→ **Written instruction**
Output only the lines from the one holding "of the blue" to the end of the data below, please, copied exactly.

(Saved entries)
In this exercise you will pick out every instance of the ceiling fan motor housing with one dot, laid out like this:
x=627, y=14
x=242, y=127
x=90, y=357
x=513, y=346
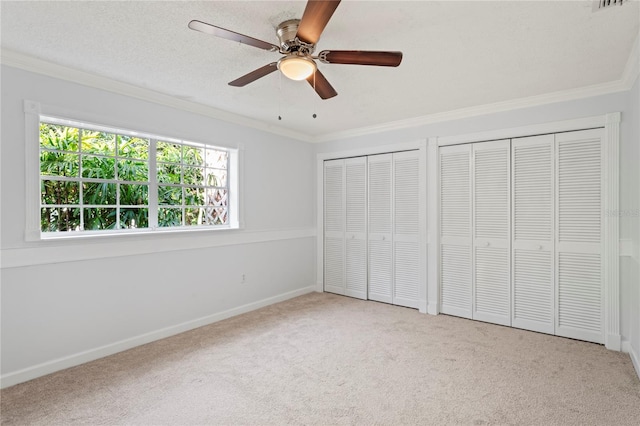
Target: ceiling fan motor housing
x=289, y=43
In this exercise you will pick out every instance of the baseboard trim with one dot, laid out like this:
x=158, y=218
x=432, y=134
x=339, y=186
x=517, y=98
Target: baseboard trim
x=49, y=367
x=432, y=309
x=635, y=359
x=613, y=342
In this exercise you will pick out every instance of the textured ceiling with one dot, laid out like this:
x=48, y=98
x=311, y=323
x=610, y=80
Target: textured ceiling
x=456, y=54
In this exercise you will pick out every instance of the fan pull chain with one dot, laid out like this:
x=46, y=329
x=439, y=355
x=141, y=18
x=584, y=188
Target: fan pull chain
x=314, y=89
x=280, y=97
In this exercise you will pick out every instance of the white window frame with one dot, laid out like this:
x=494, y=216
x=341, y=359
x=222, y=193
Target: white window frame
x=35, y=113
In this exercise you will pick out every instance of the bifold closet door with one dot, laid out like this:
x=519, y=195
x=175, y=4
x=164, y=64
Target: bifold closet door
x=579, y=188
x=455, y=231
x=334, y=224
x=380, y=228
x=533, y=233
x=356, y=227
x=406, y=232
x=491, y=231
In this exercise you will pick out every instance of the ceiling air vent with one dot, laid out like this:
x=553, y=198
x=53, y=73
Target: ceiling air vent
x=607, y=4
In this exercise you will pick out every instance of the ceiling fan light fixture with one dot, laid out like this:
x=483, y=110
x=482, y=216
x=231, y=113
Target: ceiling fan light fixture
x=297, y=67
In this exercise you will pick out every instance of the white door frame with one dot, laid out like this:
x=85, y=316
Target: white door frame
x=611, y=124
x=420, y=145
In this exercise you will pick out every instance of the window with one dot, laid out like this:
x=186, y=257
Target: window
x=96, y=180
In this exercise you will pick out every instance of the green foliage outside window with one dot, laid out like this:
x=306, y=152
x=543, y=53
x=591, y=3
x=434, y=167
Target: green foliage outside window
x=89, y=174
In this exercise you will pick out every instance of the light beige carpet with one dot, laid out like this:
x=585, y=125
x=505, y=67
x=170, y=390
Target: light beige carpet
x=325, y=359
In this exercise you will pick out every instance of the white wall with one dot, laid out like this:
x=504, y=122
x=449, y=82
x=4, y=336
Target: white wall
x=632, y=222
x=625, y=102
x=65, y=302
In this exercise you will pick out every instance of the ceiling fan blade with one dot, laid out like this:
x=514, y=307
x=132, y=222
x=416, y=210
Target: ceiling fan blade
x=315, y=17
x=231, y=35
x=254, y=75
x=361, y=57
x=322, y=87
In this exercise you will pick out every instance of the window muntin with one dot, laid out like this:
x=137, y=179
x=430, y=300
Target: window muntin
x=106, y=180
x=192, y=184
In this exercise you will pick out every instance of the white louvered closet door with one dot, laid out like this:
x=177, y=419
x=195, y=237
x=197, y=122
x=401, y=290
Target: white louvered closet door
x=356, y=227
x=579, y=289
x=491, y=232
x=334, y=221
x=380, y=228
x=406, y=232
x=533, y=233
x=455, y=231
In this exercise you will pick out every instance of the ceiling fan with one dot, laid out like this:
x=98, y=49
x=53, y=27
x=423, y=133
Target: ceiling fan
x=298, y=38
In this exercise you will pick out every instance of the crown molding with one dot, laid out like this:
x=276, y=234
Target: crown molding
x=626, y=82
x=26, y=62
x=29, y=63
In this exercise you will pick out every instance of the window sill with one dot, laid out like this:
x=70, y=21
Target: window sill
x=130, y=233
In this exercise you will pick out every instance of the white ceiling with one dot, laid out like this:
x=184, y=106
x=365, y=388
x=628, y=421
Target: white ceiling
x=456, y=54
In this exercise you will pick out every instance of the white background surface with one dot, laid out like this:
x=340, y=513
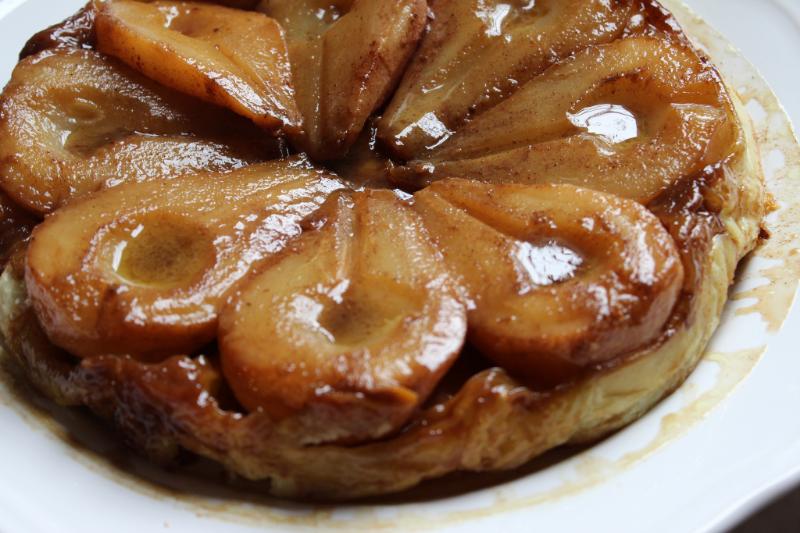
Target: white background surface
x=686, y=487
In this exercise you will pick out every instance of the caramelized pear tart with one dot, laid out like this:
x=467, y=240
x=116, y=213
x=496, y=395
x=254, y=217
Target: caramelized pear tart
x=345, y=246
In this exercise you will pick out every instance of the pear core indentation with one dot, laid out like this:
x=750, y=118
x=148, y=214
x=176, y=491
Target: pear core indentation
x=357, y=317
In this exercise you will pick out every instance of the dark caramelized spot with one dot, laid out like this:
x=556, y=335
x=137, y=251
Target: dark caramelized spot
x=360, y=316
x=163, y=252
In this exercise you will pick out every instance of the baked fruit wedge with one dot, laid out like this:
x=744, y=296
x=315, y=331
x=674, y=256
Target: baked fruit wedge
x=346, y=56
x=559, y=279
x=233, y=58
x=345, y=334
x=143, y=269
x=577, y=187
x=478, y=52
x=629, y=118
x=75, y=121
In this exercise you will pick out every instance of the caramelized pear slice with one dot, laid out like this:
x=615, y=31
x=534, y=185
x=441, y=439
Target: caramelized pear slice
x=233, y=58
x=347, y=332
x=560, y=278
x=630, y=118
x=74, y=121
x=477, y=52
x=142, y=269
x=346, y=58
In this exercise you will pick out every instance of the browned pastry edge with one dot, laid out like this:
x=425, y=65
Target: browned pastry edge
x=491, y=423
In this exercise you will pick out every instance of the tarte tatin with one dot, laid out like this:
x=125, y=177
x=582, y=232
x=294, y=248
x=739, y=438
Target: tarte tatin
x=347, y=246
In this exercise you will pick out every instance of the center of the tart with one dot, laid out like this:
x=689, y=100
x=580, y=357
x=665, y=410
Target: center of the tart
x=163, y=252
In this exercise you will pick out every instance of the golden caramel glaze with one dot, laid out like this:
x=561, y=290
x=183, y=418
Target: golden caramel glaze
x=558, y=278
x=629, y=118
x=478, y=52
x=224, y=56
x=75, y=121
x=349, y=329
x=16, y=225
x=338, y=325
x=491, y=422
x=144, y=269
x=347, y=57
x=76, y=31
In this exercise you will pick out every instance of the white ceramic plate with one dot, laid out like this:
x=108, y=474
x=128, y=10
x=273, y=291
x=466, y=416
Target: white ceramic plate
x=703, y=459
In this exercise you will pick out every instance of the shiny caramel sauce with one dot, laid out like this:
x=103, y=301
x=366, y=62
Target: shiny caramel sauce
x=613, y=122
x=548, y=263
x=544, y=264
x=358, y=316
x=163, y=252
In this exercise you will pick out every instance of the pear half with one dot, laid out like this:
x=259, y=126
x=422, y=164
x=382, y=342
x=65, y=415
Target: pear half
x=477, y=52
x=346, y=333
x=630, y=118
x=75, y=121
x=142, y=269
x=233, y=58
x=559, y=278
x=346, y=58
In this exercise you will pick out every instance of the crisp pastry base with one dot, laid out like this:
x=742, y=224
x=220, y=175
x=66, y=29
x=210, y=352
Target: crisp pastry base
x=491, y=423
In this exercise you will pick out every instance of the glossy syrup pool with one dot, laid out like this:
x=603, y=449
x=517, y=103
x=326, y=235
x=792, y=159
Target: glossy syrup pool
x=85, y=125
x=162, y=252
x=547, y=263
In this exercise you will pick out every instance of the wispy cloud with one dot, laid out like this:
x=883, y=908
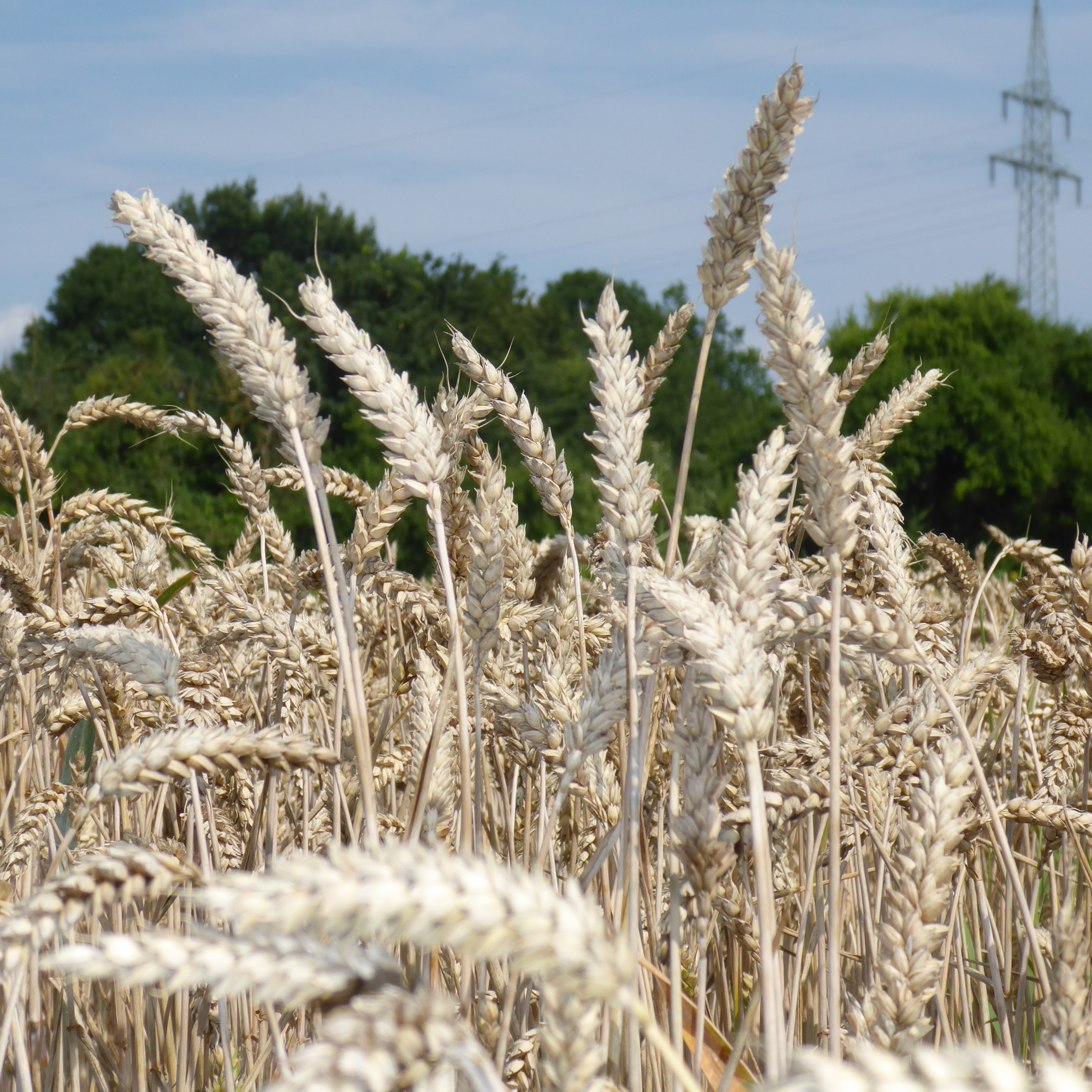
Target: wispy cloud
x=12, y=323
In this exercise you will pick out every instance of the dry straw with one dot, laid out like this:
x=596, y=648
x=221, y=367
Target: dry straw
x=794, y=810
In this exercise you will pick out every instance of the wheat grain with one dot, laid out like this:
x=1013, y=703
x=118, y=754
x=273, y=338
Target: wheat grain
x=239, y=319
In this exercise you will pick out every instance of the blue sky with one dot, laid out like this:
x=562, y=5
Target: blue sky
x=556, y=135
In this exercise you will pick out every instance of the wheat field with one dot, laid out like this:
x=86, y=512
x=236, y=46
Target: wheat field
x=797, y=803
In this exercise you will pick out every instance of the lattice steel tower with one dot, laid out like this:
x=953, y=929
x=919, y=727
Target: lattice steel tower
x=1037, y=176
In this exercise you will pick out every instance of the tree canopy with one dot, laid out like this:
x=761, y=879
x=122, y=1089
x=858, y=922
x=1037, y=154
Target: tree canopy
x=1005, y=442
x=1002, y=443
x=115, y=326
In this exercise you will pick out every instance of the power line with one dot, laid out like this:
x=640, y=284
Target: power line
x=1037, y=177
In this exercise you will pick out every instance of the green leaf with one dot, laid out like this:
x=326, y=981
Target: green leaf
x=82, y=739
x=172, y=590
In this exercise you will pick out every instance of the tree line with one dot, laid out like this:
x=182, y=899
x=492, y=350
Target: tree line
x=1004, y=442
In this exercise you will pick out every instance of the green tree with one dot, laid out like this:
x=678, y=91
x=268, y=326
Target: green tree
x=1005, y=441
x=115, y=326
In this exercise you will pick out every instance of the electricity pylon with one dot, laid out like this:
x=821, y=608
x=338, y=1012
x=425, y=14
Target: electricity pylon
x=1037, y=176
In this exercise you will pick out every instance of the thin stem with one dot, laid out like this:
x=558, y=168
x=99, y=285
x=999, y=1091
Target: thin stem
x=632, y=789
x=995, y=823
x=456, y=651
x=580, y=600
x=692, y=420
x=835, y=822
x=772, y=1029
x=354, y=688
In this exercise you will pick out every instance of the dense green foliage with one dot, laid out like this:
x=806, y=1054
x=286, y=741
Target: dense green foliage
x=1007, y=441
x=116, y=327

→ **Exercise answer**
In this exercise you will pick out every instance of the blue sky with one dot, laid out like this:
x=562, y=5
Target: blue sky
x=556, y=135
In this exercise you will pick out every instance of the wheat field with one dot, laid out like this:
x=86, y=512
x=236, y=46
Target: wheat field
x=797, y=803
In this exercise you will pick out every instance of the lattice steel tower with one dot, laid out like this:
x=953, y=929
x=919, y=727
Target: lattice steel tower
x=1037, y=176
In this exercise you will pick out every instance of the tree canopy with one dot, laid out like this:
x=761, y=879
x=122, y=1089
x=858, y=922
x=1037, y=154
Target: tree canopy
x=1005, y=442
x=1002, y=443
x=115, y=326
In this exercise you will pick out every instance of the power line with one dot, laid out like this:
x=640, y=284
Target: power line
x=1037, y=177
In this exercise you will pick out every instance of the green leaf with one dot, laid out like this:
x=326, y=981
Target: green leaf
x=82, y=739
x=172, y=590
In this exercise you will pick out every instance of the tree line with one dot, laid out like this:
x=182, y=899
x=492, y=350
Target: tree line
x=1004, y=442
In this exercise you will pick out every instance of the green tree with one dot, laid out like this:
x=678, y=91
x=268, y=326
Target: green tree
x=1005, y=441
x=115, y=326
In this exercise you will pick out every instance of the electricity pylon with one dot, laid out like this:
x=821, y=608
x=338, y=1012
x=425, y=14
Target: electricity pylon
x=1037, y=176
In this exercise you will pick out every instance of the thin stem with one dot, laid out like this:
x=558, y=168
x=99, y=285
x=999, y=1091
Target: thin stem
x=632, y=789
x=995, y=823
x=456, y=651
x=580, y=600
x=692, y=420
x=835, y=822
x=772, y=1029
x=354, y=688
In this exercise you will pick out every instance of the dense green foliage with one dot, laid out like this:
x=806, y=1054
x=286, y=741
Target: dense green foliage
x=1007, y=441
x=116, y=327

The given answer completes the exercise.